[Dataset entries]
------------------------------
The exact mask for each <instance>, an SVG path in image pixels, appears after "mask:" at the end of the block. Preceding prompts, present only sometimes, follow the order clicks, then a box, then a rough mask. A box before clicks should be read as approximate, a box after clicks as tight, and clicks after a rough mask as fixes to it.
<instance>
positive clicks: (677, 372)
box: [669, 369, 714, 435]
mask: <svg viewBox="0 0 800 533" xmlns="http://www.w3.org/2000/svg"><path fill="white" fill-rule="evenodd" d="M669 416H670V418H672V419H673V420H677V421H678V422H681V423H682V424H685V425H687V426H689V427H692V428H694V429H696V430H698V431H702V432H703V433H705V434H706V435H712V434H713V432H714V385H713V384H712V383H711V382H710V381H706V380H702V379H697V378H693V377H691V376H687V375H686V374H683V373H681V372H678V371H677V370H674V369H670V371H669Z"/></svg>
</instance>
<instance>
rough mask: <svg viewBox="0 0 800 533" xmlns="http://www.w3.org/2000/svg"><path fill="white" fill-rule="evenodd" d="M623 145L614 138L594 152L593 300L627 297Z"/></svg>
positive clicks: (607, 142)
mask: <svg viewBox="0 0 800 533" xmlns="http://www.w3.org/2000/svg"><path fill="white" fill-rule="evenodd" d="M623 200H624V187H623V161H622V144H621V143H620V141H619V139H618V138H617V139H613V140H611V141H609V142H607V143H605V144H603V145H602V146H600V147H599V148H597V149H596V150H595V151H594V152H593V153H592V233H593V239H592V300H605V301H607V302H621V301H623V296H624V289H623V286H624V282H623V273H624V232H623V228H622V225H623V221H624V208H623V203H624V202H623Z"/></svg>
------------------------------
## WHAT YOU NEED TO DO
For every line of the data above that contains "rough", copy that line.

## RESULT OF THIS TASK
The exact mask for each <instance>, an SVG path in image pixels, appears after "mask:" at the end of the block. Preceding prompts, present only sometimes, follow the order clicks, then a box, then a rough mask. A box before clicks should be read as approximate, a box after clicks as tight, and clicks after a rough mask as fixes to it.
rough mask: <svg viewBox="0 0 800 533" xmlns="http://www.w3.org/2000/svg"><path fill="white" fill-rule="evenodd" d="M623 145L614 138L594 152L593 300L627 297Z"/></svg>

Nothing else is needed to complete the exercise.